LISTE DES TÂCHES:
1 - Dans le texte sur l'anarchie relationnelle, relevez tous les proches parents dont le décès ouvre droit à un congé selon la Loi sur les normes du travail.
2 - Reproduisez fidèlement le passage du texte sur l'anarchie relationnelle de « L’ennui, évidemment, est » à « efficacement sa mission. ».
── PASSAGE DU TEXTE
Pour ceux qui lisent ce blogue depuis le début (ou depuis un bon bout de temps), ça devrait maintenant être assez clair qu’en théorie, l’anarchiste relationnel ne fait pas de différence ou de hiérarchisation selon la nature des relations, mais bien plutôt selon l’intensité de celles-ci et le désir tout comme la capacité que les personnes impliquées ont de développer la relation.

L’ennui, évidemment, est que ces hiérarchies sont omniprésentes dans notre environnement culturel. Il faut inévitablement soit s’y confronter, s’y conformer ou tenter de les concilier. Deux exemples courants sont la famille et les groupes professionnels.

Le second est assez facile à constater. Notez par exemple le pouvoir disproportionné des médecins dans le système de la santé. S’il faut reconnaître que ceux-ci ont un rôle essentiel à jouer, demandant des capacités et des études particulières, il n’en demeure pas moins que sans toute une communauté incluant d’autres professions (pharmaciens, infirmiers, techniciens) ainsi que les patients, tout un écosystème de recherche et de nombreux intervenants en santé publique, notre système de santé ne peut remplir efficacement sa mission.

Il y a pareillement un très fort privilège social rattaché aux liens familiaux. La famille est présentée comme plus forte que tout, parfois plus importante que la loi (on pardonne sans problème à un Guy Lafleur qui ment devant le tribunal pour protéger son fils) et conditionne les rencontres sociales. Prenez à témoins les contorsions d’agenda nécessaires pour accommoder les familles reconstituées dans le temps des fêtes.

Ce privilège est même incorporé dans notre cadre juridique. Ainsi, au Québec la Loi sur les normes du travail octroi des congés en cas de décès d’un proche parent (enfants, père, mère, frère, soeur, grand-parent, petits-enfants) et ce, peu importe les circonstances de vie et la nature de la relation entre les personnes. Vous aurez un congé si votre mère qui vous a abandonné dans la prime enfance et que vous n’avez presque jamais revue par la suite décède, mais aucun si la voisine (sans lien de sang) qui vous a recueilli et élevé par la suite et accompagné tout au long de votre vie décède à son tour. Et bien entendu, vous aurez un congé si votre conjoint légalement reconnu décède, mais pas à la mort d’un membre de votre polycule.
────
── EXTRAIT DES DONNÉES
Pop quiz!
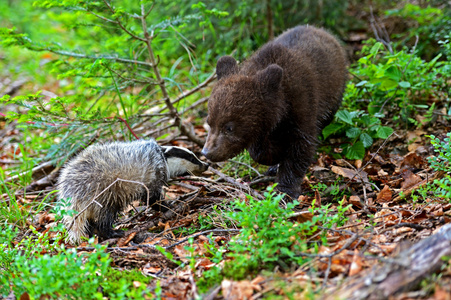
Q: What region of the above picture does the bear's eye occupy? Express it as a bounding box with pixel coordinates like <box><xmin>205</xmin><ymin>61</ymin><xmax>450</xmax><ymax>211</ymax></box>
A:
<box><xmin>224</xmin><ymin>123</ymin><xmax>233</xmax><ymax>134</ymax></box>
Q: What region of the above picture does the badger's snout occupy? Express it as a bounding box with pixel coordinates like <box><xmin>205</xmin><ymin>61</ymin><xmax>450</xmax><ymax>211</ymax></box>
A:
<box><xmin>200</xmin><ymin>147</ymin><xmax>208</xmax><ymax>157</ymax></box>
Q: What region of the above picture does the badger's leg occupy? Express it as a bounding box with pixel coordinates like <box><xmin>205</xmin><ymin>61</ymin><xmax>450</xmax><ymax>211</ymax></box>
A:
<box><xmin>91</xmin><ymin>209</ymin><xmax>124</xmax><ymax>239</ymax></box>
<box><xmin>63</xmin><ymin>213</ymin><xmax>90</xmax><ymax>244</ymax></box>
<box><xmin>265</xmin><ymin>165</ymin><xmax>279</xmax><ymax>176</ymax></box>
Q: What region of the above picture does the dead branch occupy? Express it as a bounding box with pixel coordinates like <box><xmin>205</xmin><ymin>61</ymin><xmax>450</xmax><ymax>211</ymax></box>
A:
<box><xmin>209</xmin><ymin>167</ymin><xmax>264</xmax><ymax>200</ymax></box>
<box><xmin>323</xmin><ymin>224</ymin><xmax>451</xmax><ymax>299</ymax></box>
<box><xmin>393</xmin><ymin>171</ymin><xmax>445</xmax><ymax>203</ymax></box>
<box><xmin>141</xmin><ymin>4</ymin><xmax>204</xmax><ymax>147</ymax></box>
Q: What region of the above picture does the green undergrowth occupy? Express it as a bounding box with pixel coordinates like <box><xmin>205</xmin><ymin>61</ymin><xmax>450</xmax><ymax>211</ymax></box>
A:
<box><xmin>323</xmin><ymin>4</ymin><xmax>451</xmax><ymax>159</ymax></box>
<box><xmin>194</xmin><ymin>187</ymin><xmax>349</xmax><ymax>291</ymax></box>
<box><xmin>0</xmin><ymin>225</ymin><xmax>157</xmax><ymax>299</ymax></box>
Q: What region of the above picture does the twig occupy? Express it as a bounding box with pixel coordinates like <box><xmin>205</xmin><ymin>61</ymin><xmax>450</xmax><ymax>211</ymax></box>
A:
<box><xmin>180</xmin><ymin>97</ymin><xmax>210</xmax><ymax>115</ymax></box>
<box><xmin>141</xmin><ymin>4</ymin><xmax>204</xmax><ymax>146</ymax></box>
<box><xmin>370</xmin><ymin>6</ymin><xmax>393</xmax><ymax>54</ymax></box>
<box><xmin>163</xmin><ymin>229</ymin><xmax>241</xmax><ymax>250</ymax></box>
<box><xmin>43</xmin><ymin>47</ymin><xmax>153</xmax><ymax>67</ymax></box>
<box><xmin>67</xmin><ymin>178</ymin><xmax>150</xmax><ymax>231</ymax></box>
<box><xmin>159</xmin><ymin>73</ymin><xmax>216</xmax><ymax>113</ymax></box>
<box><xmin>209</xmin><ymin>167</ymin><xmax>263</xmax><ymax>200</ymax></box>
<box><xmin>248</xmin><ymin>176</ymin><xmax>276</xmax><ymax>186</ymax></box>
<box><xmin>103</xmin><ymin>0</ymin><xmax>146</xmax><ymax>42</ymax></box>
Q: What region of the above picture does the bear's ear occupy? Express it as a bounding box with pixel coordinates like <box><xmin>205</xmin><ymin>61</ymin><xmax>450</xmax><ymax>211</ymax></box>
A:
<box><xmin>216</xmin><ymin>56</ymin><xmax>238</xmax><ymax>80</ymax></box>
<box><xmin>257</xmin><ymin>64</ymin><xmax>283</xmax><ymax>92</ymax></box>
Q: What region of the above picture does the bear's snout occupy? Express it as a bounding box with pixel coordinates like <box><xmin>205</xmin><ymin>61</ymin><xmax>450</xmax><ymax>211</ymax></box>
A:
<box><xmin>200</xmin><ymin>147</ymin><xmax>208</xmax><ymax>157</ymax></box>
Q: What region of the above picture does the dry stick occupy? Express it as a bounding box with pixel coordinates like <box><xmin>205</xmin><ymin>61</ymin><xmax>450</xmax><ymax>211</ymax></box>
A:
<box><xmin>159</xmin><ymin>73</ymin><xmax>216</xmax><ymax>113</ymax></box>
<box><xmin>67</xmin><ymin>178</ymin><xmax>150</xmax><ymax>231</ymax></box>
<box><xmin>180</xmin><ymin>97</ymin><xmax>210</xmax><ymax>116</ymax></box>
<box><xmin>141</xmin><ymin>4</ymin><xmax>204</xmax><ymax>147</ymax></box>
<box><xmin>379</xmin><ymin>35</ymin><xmax>419</xmax><ymax>112</ymax></box>
<box><xmin>346</xmin><ymin>131</ymin><xmax>397</xmax><ymax>211</ymax></box>
<box><xmin>162</xmin><ymin>229</ymin><xmax>240</xmax><ymax>250</ymax></box>
<box><xmin>43</xmin><ymin>47</ymin><xmax>152</xmax><ymax>67</ymax></box>
<box><xmin>370</xmin><ymin>6</ymin><xmax>393</xmax><ymax>54</ymax></box>
<box><xmin>81</xmin><ymin>229</ymin><xmax>244</xmax><ymax>251</ymax></box>
<box><xmin>209</xmin><ymin>167</ymin><xmax>264</xmax><ymax>200</ymax></box>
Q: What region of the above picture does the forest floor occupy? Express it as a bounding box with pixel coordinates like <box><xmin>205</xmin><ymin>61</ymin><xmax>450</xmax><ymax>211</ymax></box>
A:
<box><xmin>0</xmin><ymin>72</ymin><xmax>451</xmax><ymax>299</ymax></box>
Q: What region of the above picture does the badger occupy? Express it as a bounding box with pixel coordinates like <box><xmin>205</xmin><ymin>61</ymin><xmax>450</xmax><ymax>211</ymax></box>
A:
<box><xmin>57</xmin><ymin>139</ymin><xmax>208</xmax><ymax>244</ymax></box>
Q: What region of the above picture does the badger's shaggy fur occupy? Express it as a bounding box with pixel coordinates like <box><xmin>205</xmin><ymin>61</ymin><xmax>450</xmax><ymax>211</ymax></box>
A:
<box><xmin>58</xmin><ymin>140</ymin><xmax>208</xmax><ymax>243</ymax></box>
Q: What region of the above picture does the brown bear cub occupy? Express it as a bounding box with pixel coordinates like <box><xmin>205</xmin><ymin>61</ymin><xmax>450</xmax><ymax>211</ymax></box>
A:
<box><xmin>202</xmin><ymin>26</ymin><xmax>348</xmax><ymax>198</ymax></box>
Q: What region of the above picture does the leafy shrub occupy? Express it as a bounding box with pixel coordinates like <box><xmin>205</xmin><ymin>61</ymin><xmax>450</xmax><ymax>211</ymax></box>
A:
<box><xmin>385</xmin><ymin>3</ymin><xmax>451</xmax><ymax>58</ymax></box>
<box><xmin>0</xmin><ymin>225</ymin><xmax>154</xmax><ymax>299</ymax></box>
<box><xmin>323</xmin><ymin>109</ymin><xmax>393</xmax><ymax>159</ymax></box>
<box><xmin>428</xmin><ymin>132</ymin><xmax>451</xmax><ymax>199</ymax></box>
<box><xmin>224</xmin><ymin>187</ymin><xmax>348</xmax><ymax>279</ymax></box>
<box><xmin>345</xmin><ymin>40</ymin><xmax>451</xmax><ymax>124</ymax></box>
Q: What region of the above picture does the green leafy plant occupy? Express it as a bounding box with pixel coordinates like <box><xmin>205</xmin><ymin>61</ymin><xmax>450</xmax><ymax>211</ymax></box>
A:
<box><xmin>428</xmin><ymin>133</ymin><xmax>451</xmax><ymax>199</ymax></box>
<box><xmin>323</xmin><ymin>109</ymin><xmax>393</xmax><ymax>159</ymax></box>
<box><xmin>385</xmin><ymin>3</ymin><xmax>451</xmax><ymax>58</ymax></box>
<box><xmin>345</xmin><ymin>40</ymin><xmax>450</xmax><ymax>125</ymax></box>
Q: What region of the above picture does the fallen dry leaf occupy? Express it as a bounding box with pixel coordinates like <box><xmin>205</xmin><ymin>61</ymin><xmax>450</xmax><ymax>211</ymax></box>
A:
<box><xmin>349</xmin><ymin>249</ymin><xmax>363</xmax><ymax>276</ymax></box>
<box><xmin>331</xmin><ymin>166</ymin><xmax>370</xmax><ymax>186</ymax></box>
<box><xmin>401</xmin><ymin>169</ymin><xmax>423</xmax><ymax>190</ymax></box>
<box><xmin>377</xmin><ymin>185</ymin><xmax>393</xmax><ymax>202</ymax></box>
<box><xmin>221</xmin><ymin>279</ymin><xmax>254</xmax><ymax>300</ymax></box>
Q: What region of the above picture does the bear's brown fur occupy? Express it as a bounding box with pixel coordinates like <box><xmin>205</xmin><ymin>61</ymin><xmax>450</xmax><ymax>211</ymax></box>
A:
<box><xmin>202</xmin><ymin>26</ymin><xmax>347</xmax><ymax>198</ymax></box>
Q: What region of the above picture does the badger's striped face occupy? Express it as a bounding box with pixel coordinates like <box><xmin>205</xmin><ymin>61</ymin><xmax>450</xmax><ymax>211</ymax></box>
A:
<box><xmin>161</xmin><ymin>146</ymin><xmax>208</xmax><ymax>177</ymax></box>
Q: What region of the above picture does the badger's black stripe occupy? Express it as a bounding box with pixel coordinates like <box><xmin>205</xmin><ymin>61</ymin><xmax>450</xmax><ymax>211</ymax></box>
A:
<box><xmin>164</xmin><ymin>147</ymin><xmax>202</xmax><ymax>166</ymax></box>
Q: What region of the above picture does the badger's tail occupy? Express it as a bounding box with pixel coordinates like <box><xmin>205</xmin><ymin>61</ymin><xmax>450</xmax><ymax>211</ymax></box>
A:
<box><xmin>63</xmin><ymin>207</ymin><xmax>89</xmax><ymax>245</ymax></box>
────
RÉPONSES PAR TÂCHE:
1 - enfants, père, mère, frère, soeur, grand-parent, petits-enfants

2 -
L’ennui, évidemment, est que ces hiérarchies sont omniprésentes dans notre environnement culturel. Il faut inévitablement soit s’y confronter, s’y conformer ou tenter de les concilier. Deux exemples courants sont la famille et les groupes professionnels.

Le second est assez facile à constater. Notez par exemple le pouvoir disproportionné des médecins dans le système de la santé. S’il faut reconnaître que ceux-ci ont un rôle essentiel à jouer, demandant des capacités et des études particulières, il n’en demeure pas moins que sans toute une communauté incluant d’autres professions (pharmaciens, infirmiers, techniciens) ainsi que les patients, tout un écosystème de recherche et de nombreux intervenants en santé publique, notre système de santé ne peut remplir efficacement sa mission.